## start Text segment

There is no one survey or data source to which we can compare our estimates to ascertain reliability. However, there are portions of other surveys that can provide some context for our estimates.
One of those surveys is the BLS’s National Compensation Survey, or NCS. Some comparisons made in the micro data review stage of ORS can also be used in the estimate validation. Using just the microdata, we have looked at the strength measurement in ORS compared to the Physical Environment measures in the NCS. The physical environment measure includes an aspect of risk in the job in addition to the physical strain of the job, so it will necessarily be different from the strength measure, but there still appeared to be a general trend of agreement between the two surveys.
Another comparison was between the Job Controls and Complexity element in NCS and the complexity element in ORS. We found that a general trend of agreement exists between the two, with some interesting outliers that can be explained in part by the difference in the two measurements. In testing, only a small amount of the data was a clear non-match between the two sources.
NCS also contains leveling information that has already been used in ORS collection and micro-data review to prompt extra scrutiny when a collected response differs from the NCS data. But this leveling data, if calculated as an average NCS level by detailed SOC, could also be used for estimate validation.
Another useful data source is the Dictionary of Occupational Titles (DOT) that the ORS will be replacing. It is relevant to our survey because it is widely acknowledged as the predecessor to this data. It covered similar topics, such as physical requirements and educational preparation. But it was last substantially updated in 1991 and fully updated in 1977.
The DOT used a more detailed classification of occupations by Standard Occupational Classification (SOC) than ORS uses. The idea of an occupation is obviously a major building block of occupational data. An occupation is a construction, however, not a naturally occurring phenomena that we can definitively draw a line around. The representatives from the major governmental statistics agencies convene every eight years to update the SOC system in order to have a relatively modern classification of occupations in the United States. Obsolete jobs are removed from this list and new jobs are added. But in practice many jobs combine the tasks of several distinct on-paper occupations, leaving some natural variability within a SOC classification. The data on occupations divided by SOC will differ from the data in the DOT because the occupational classifications are aggregated differently.

## end Text segment
## start Dataset records

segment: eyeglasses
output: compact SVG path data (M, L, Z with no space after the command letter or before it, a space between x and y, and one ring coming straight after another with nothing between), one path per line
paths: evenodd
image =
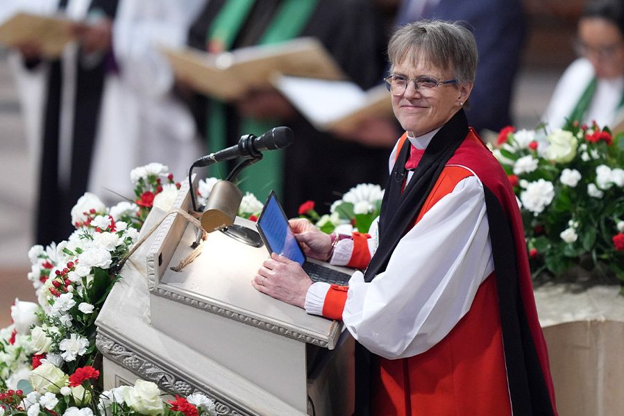
M406 78L400 75L391 74L384 78L386 81L386 88L388 91L394 95L403 95L407 89L407 84L410 81L414 81L414 90L420 90L421 92L423 90L430 90L439 85L444 85L447 84L454 84L457 82L456 79L449 79L448 81L438 81L430 76L417 76L416 78Z
M624 44L624 43L618 42L612 44L593 47L587 44L580 39L577 39L574 41L573 47L574 51L576 52L579 56L587 56L588 55L593 53L598 56L599 59L607 60L613 59L618 51L618 49L622 47L623 44Z

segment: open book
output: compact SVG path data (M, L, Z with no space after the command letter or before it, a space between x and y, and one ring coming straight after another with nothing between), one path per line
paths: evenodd
M385 85L363 91L349 81L286 76L271 82L318 130L348 131L369 117L392 115Z
M176 77L197 91L224 101L246 91L271 87L276 72L343 79L340 67L317 40L301 38L283 43L214 54L189 48L162 47Z
M64 16L42 16L20 12L0 24L0 44L15 47L24 43L38 44L42 54L59 56L74 39L71 22Z

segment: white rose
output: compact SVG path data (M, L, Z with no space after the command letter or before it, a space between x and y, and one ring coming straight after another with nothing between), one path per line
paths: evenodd
M516 175L528 174L537 169L537 159L528 155L523 156L514 163L514 173Z
M93 305L87 302L81 302L78 306L78 309L83 313L93 313Z
M108 215L115 221L119 221L124 215L134 217L139 210L139 206L128 201L122 201L108 210Z
M256 197L250 192L245 192L241 201L240 206L238 208L239 215L243 214L257 214L262 210L264 205L256 199Z
M17 333L26 335L30 332L32 325L39 323L39 318L35 315L38 311L39 305L37 303L15 299L15 303L11 306L11 319Z
M545 156L550 160L567 163L576 156L578 141L571 132L559 128L548 135L546 140L550 144Z
M553 183L543 179L531 182L520 194L522 206L536 215L541 213L554 197L555 187Z
M44 328L41 326L35 326L31 332L31 338L33 340L33 347L37 350L36 354L43 354L50 351L52 345L52 339L50 338Z
M85 192L71 208L71 224L82 224L86 221L87 216L84 213L88 213L92 209L101 214L106 212L106 206L94 194Z
M593 198L600 199L605 194L605 192L598 188L594 183L590 183L587 185L587 194Z
M611 181L621 188L624 186L624 169L616 167L612 170Z
M596 184L602 190L613 186L611 177L611 168L606 165L600 165L596 168Z
M578 235L576 233L576 230L573 228L566 228L559 235L561 237L561 239L563 240L568 244L572 244L578 238Z
M575 169L564 169L561 172L561 176L559 180L564 185L566 185L570 188L575 188L578 185L579 181L581 180L581 173Z
M139 413L155 416L164 413L160 390L153 383L137 380L134 388L124 389L121 393L126 403Z
M112 263L110 253L99 247L92 247L78 256L80 264L88 267L108 269Z
M63 416L93 416L93 410L90 408L83 408L81 409L77 407L71 406L67 408Z
M69 379L67 374L50 363L44 363L33 369L28 377L31 385L40 393L58 393Z
M158 208L165 213L171 209L178 197L178 188L173 183L162 187L162 192L154 197L153 208Z

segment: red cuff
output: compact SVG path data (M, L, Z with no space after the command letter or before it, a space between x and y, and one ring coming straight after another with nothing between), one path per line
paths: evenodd
M347 266L354 269L366 269L371 263L371 251L369 250L370 234L353 233L353 252Z
M323 303L323 316L330 319L342 320L342 311L344 310L346 292L348 290L348 286L331 285L325 296L325 302Z

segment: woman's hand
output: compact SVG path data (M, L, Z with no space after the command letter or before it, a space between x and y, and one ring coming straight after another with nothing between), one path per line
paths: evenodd
M332 239L329 235L304 218L296 218L289 222L305 256L317 260L328 259L332 249Z
M251 279L251 285L260 292L300 308L305 305L305 295L312 284L299 263L276 253L264 260Z

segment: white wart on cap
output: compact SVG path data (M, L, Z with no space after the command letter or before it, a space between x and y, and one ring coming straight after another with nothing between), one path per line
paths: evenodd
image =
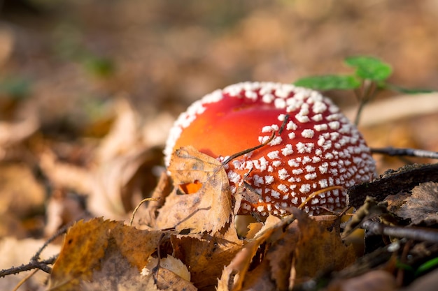
M375 175L365 141L331 100L313 90L272 82L233 84L192 104L171 130L165 163L169 165L174 151L188 145L223 161L267 142L273 131L267 145L225 167L233 191L245 188L247 174L245 182L260 195L258 202L242 202L241 214L283 215L316 191L346 189ZM342 209L346 195L342 190L322 193L304 210L315 215L325 208Z

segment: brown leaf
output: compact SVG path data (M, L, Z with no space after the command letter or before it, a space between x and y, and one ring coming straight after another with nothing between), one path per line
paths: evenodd
M395 214L403 218L410 218L415 225L430 225L438 223L438 183L423 183L412 189L412 195Z
M225 266L241 248L242 241L230 241L204 233L172 236L175 257L190 267L192 282L198 288L216 285Z
M157 287L160 290L196 290L197 288L190 283L190 274L187 267L179 260L169 255L160 260L150 257L148 264L142 274L148 279L156 278ZM156 271L155 271L156 269Z
M293 218L288 216L278 222L277 224L264 229L259 232L255 238L245 244L241 250L236 254L231 263L227 266L219 280L218 291L237 291L242 290L244 282L246 282L247 274L252 277L255 274L257 276L262 276L260 269L265 269L264 262L259 264L253 271L249 272L250 264L253 258L257 253L260 246L273 237L278 237L277 232L282 232L285 225L288 225L293 221ZM260 258L257 258L260 260ZM257 262L257 260L255 260ZM266 278L265 276L264 278Z
M159 210L161 228L190 229L192 232L218 232L230 221L232 211L228 178L220 163L192 147L174 153L168 168L174 188ZM197 181L193 194L180 194L179 186Z
M254 281L288 290L318 271L339 270L354 262L353 248L342 243L336 229L329 231L326 221L291 211L292 216L264 228L243 247L224 269L218 290L253 290L259 285Z
M294 254L290 288L313 277L318 271L338 271L354 262L355 251L346 246L335 230L328 231L305 214L293 211L300 230Z
M114 284L128 284L132 278L141 276L161 235L162 232L139 230L122 222L81 221L66 234L50 275L50 290L77 290L79 285L102 278L107 280L110 290L115 290Z

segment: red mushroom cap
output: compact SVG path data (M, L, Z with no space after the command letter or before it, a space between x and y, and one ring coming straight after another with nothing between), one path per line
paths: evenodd
M278 130L288 114L282 133ZM192 145L218 158L267 145L239 156L225 170L232 190L245 181L260 196L243 201L239 213L282 215L312 193L369 181L374 161L363 137L337 106L319 92L271 82L244 82L205 96L182 113L168 138L165 162L172 152ZM249 173L249 174L248 174ZM244 176L247 175L244 178ZM346 205L346 191L332 190L311 198L309 214Z

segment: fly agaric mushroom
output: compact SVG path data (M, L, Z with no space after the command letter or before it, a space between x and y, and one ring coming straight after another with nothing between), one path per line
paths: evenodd
M309 214L340 209L346 206L346 188L375 175L365 141L331 100L313 90L271 82L233 84L195 102L171 129L165 163L169 165L174 151L188 145L223 162L268 142L267 144L225 165L232 192L246 189L260 197L254 202L243 195L239 214L283 215L319 191L306 202ZM336 186L342 189L323 192Z

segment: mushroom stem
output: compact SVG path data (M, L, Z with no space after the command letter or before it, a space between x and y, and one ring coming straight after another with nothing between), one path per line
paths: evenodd
M300 204L297 208L299 209L302 209L303 208L304 208L304 206L306 206L307 202L309 202L311 200L312 200L315 196L317 196L325 192L328 192L328 191L331 191L332 190L337 190L337 189L344 190L344 188L341 186L332 186L330 187L325 188L323 189L318 190L318 191L312 192L312 193L309 195L309 197L307 197L307 198L304 200L304 202Z

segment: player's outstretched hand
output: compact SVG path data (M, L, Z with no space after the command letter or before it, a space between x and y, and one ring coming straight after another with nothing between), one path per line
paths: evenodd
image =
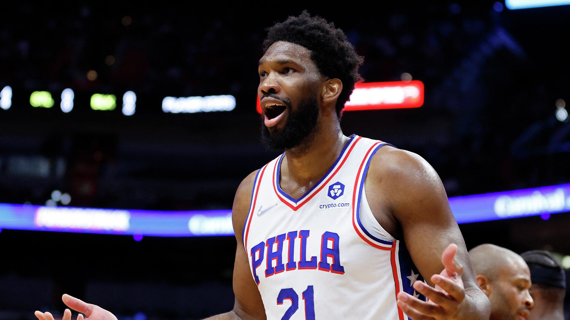
M441 255L445 269L431 276L433 288L422 281L416 281L413 288L429 299L422 301L405 292L398 294L398 305L414 320L454 319L465 299L465 289L461 275L463 266L455 260L457 245L450 244Z
M95 305L86 303L69 294L64 294L62 297L62 300L63 300L63 303L69 307L81 313L84 313L85 320L117 320L117 317L112 313L102 307ZM44 313L36 311L34 314L38 317L39 320L54 320L54 316L49 312ZM70 309L66 309L63 312L63 318L62 320L71 320L71 311ZM77 317L77 320L83 320L83 315L79 314L79 315Z

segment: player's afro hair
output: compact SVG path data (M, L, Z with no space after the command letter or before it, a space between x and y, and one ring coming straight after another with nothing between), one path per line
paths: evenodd
M284 22L268 28L263 52L278 41L307 48L321 75L342 81L343 91L336 101L336 115L340 118L355 84L363 80L358 69L364 61L356 54L343 30L320 17L311 17L305 10L299 17L289 17Z

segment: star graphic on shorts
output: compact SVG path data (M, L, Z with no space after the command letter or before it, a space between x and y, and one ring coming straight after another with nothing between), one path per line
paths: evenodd
M414 284L414 282L415 282L416 281L418 281L417 277L418 277L418 276L419 276L419 275L420 275L419 273L418 273L417 274L414 274L414 270L412 270L412 276L410 276L409 277L406 277L406 278L408 278L408 279L410 280L410 286ZM415 292L414 292L414 293L415 293Z

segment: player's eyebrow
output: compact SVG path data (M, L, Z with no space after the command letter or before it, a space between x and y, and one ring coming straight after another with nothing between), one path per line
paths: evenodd
M257 65L258 67L259 67L259 65L261 65L262 64L265 63L266 61L266 60L264 59L260 60L259 62L258 63L258 65ZM279 65L287 64L288 63L294 63L295 64L298 64L298 63L297 63L297 61L296 61L294 60L291 59L278 59L273 60L272 61L274 62L274 63L276 63L277 64L279 64Z

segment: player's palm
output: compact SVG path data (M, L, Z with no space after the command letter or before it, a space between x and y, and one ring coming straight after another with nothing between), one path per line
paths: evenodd
M461 265L458 265L455 261L455 256L457 252L457 247L454 245L450 245L443 251L443 253L441 257L441 261L443 264L445 268L439 273L439 276L449 279L454 284L459 286L461 290L465 290L465 287L463 286L463 280L461 278L461 275L463 274L463 267ZM443 292L447 297L450 296L449 293L438 284L435 285L435 290L440 292ZM429 302L431 304L435 304L431 300Z
M95 305L86 303L68 294L64 294L62 300L63 300L63 303L70 308L84 313L86 317L85 320L117 320L117 317L112 313L102 307ZM39 320L54 320L53 315L49 312L42 313L36 311L34 314ZM71 311L69 309L66 309L62 320L71 320ZM77 317L77 320L83 320L83 315L79 314Z

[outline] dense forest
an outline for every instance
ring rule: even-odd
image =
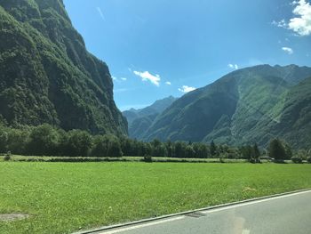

## end Dataset records

▶ _What to work on_
[a] According to the passage on validating survey estimates, how often do representatives from the major governmental statistics agencies meet to update the SOC system?
[b] Name every abbreviation that appears in the passage on validating survey estimates.
[c] Write the next paragraph of the passage on validating survey estimates, picking up after its final sentence.
You will not need the lines to complete any of the tasks.

▶ _Expected outputs_
[a] They meet every eight years.

[b] BLS, NCS, ORS, DOT, SOC

[c]
As a limited exercise, the ORS estimates for the amount of job preparation, SVP, were compared side by side to a closely related occupation offered in the DOT, which also has an SVP measurement. Less than a third of these estimates, which were a small subset of the total occupations collected in ORS, differed by more than one level.
Another useful data source is the Occupational Information Network, or O*NET, which includes updated lists of the tasks that the incumbent performs, something that is also collected in ORS. The O*NET is a database of occupational characteristics that was intended to move beyond the DOT. The ORS estimates for SVP were lined up side by side to the O*NET, which has a measurement called the “job zone” that is roughly comparable. About a third of the mode estimates for ORS SVP differed by more than a single level from the O*NET job zone. A single level could be a difference in a single day of preparation up to a thousand or more days at the higher SVP categories.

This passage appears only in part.